WORK TASK » In the passage below on prostate implant follow-up, how many men did Critz et al. report as having a temporary PSA increase, and out of how many?

EXCERPT TO READ »
+ + +

Recently, the phenomena known as the PSA bounce has been recognized as occurring in at least 30% of patients postimplant. Critz et al first reported on this event in 2000 where 273 of 779 men experienced a transient increase in PSA a median 18-months postimplant. The median bounce was 0.4 ng/mL and 92% of bounces occurred within 36 months.
The group from the Seattle Prostate Institute made similar observations later that year in 591 patients treated between 1988 and 1993. Thirty-five percent of their patients also experienced a temporary increase of at least 0.2 ng/mL. Seventy-five percent of these patients experienced a PSA rise between 0.3 and 3.4 ng/ mL. In this study, the mean time to rise was 24.8 months. Both of these studies and unpublished data from Fox Chase Cancer Center (E.M. Horwitz, personal communication, 2003) suggested that there was no clinical significance in the PSA bounce. Predictors of failure following treatment with an implant include both clinical and dosimetric parameters.
Clinical parameters include pretreatment PSA level, Gleason score, and T stage, where the ideal patient for treatment with an implant alone is one with a pretreatment PSA level of less than or equal to 10 ng/mL, Gleason score of less than or equal to 6, and stage T1c/ T2a. Multiple authors have reported that patients experience increased rates of biochemical failure when intermediate- or high-risk patients are treated with implant alone.
In addition to these known clinical parameters, several predictors of failure are based on the quality of the implant itself. Stock et al demonstrated that bNED control rates varied depending on the D90. Sixty-five patients with a D90 less than 140 Gy had 68% 4-year bNED control rates compared with 92% 4-year bNED control rates for the 69 patients with a D90 greater than or equal to 140 Gy (P = 0.02). Two-year posttreatment biopsies were negative in 70% of patients with a D90 less than 140 Gy versus 83% for patients with D90 greater than or equal to 140 Gy. Dose remained the most significant predictor of bNED control on multivariate analysis. Management of recurrence following brachytherapy Restaging and risk stratification of the patient with recurrent disease Despite improvements in clinical staging, patient selection, and implant technique, the management of disease recurrence following brachytherapy remains a clinical challenge. Considerable debate exists over the definition of failure following radiation treatment and the significance of the postbrachytherapy prostate biopsy.

+ + +

RECORD EXCERPTS »
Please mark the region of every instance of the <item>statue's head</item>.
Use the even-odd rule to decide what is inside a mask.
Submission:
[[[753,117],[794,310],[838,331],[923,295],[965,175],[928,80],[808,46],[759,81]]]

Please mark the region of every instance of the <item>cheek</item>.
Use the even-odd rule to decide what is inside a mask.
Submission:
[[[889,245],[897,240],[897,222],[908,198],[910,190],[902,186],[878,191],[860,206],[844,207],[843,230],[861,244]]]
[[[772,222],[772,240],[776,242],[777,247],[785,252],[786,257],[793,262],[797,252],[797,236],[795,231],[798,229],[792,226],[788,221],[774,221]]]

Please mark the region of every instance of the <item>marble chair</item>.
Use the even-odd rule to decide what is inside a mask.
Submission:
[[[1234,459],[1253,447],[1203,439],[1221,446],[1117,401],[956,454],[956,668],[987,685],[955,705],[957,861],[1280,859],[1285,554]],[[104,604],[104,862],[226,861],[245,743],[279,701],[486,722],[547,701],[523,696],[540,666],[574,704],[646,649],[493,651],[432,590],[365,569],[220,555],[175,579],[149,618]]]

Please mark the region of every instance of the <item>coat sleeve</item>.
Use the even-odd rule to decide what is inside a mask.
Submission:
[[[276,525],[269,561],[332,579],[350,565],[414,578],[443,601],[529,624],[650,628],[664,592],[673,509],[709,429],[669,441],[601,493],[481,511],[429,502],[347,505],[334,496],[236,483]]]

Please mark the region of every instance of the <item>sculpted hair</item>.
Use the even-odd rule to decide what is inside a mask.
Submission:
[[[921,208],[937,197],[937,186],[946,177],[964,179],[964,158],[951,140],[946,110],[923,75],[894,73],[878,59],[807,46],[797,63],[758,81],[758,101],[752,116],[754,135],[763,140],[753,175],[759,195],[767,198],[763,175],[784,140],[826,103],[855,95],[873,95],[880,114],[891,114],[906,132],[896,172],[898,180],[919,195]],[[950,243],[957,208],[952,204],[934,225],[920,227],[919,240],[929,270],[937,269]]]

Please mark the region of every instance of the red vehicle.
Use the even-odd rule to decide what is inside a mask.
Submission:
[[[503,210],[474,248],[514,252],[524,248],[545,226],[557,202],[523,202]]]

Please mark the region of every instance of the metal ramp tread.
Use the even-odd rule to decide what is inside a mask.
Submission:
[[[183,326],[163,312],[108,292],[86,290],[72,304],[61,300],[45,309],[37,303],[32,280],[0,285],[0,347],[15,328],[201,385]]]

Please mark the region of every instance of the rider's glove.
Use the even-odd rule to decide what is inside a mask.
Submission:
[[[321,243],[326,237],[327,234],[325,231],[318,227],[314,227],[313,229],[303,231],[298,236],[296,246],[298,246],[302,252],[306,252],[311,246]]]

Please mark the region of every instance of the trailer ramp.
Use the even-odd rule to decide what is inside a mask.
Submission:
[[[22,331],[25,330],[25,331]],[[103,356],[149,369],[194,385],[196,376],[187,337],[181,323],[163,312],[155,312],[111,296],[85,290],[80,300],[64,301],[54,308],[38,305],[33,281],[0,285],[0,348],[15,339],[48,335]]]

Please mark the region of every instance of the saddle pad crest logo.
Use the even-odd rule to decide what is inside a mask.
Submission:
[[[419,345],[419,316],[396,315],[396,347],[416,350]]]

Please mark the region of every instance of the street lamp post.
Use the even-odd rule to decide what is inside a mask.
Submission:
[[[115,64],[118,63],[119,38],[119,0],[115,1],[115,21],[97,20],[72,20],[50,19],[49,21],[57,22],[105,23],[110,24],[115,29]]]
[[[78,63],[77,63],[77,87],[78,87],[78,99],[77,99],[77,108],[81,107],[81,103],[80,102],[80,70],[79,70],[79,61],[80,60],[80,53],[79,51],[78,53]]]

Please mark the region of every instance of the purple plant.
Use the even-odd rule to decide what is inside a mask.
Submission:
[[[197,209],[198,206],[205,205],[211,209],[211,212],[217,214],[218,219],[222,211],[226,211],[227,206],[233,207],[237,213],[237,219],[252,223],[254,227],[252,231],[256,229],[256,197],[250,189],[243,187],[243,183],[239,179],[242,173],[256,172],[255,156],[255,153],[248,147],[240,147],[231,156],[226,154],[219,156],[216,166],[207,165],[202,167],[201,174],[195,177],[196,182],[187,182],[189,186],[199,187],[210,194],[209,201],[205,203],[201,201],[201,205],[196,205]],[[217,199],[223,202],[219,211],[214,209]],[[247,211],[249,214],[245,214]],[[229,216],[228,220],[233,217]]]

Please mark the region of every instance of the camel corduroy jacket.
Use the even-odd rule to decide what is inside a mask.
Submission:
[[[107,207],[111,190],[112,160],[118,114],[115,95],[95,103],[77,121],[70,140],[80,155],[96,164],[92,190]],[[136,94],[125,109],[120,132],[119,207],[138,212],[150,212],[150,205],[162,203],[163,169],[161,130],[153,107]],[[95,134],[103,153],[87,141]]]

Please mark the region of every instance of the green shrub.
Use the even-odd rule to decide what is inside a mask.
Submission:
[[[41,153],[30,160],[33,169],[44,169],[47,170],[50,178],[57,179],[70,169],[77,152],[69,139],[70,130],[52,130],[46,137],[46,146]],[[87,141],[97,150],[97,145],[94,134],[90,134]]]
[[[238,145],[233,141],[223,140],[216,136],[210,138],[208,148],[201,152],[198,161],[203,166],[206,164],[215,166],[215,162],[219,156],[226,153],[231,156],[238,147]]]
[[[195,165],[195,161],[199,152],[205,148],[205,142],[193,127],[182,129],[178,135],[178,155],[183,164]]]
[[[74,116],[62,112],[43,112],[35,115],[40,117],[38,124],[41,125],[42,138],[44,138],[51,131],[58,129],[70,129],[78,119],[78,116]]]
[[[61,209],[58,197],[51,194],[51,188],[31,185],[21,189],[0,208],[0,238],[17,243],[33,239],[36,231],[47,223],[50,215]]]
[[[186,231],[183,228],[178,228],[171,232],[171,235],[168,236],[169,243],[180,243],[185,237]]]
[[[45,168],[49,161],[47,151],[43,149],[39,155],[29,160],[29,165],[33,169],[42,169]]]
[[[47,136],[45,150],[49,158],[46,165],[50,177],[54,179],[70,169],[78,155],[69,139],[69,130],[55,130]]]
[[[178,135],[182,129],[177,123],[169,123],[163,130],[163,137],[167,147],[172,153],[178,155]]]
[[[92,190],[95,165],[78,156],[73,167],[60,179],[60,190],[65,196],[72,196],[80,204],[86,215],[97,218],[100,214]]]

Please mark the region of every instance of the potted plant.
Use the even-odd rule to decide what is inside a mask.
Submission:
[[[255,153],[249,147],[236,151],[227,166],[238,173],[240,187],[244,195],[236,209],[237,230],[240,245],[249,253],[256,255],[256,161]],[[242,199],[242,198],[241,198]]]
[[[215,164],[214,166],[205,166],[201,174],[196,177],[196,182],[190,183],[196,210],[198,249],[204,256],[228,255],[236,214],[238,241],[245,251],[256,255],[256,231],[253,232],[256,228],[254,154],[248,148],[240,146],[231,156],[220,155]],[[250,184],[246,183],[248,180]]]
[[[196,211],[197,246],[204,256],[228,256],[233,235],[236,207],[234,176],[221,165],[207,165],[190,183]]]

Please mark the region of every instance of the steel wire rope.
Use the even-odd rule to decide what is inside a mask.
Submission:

+ + +

ANSWER TO THIS EXERCISE » 273 of 779 men.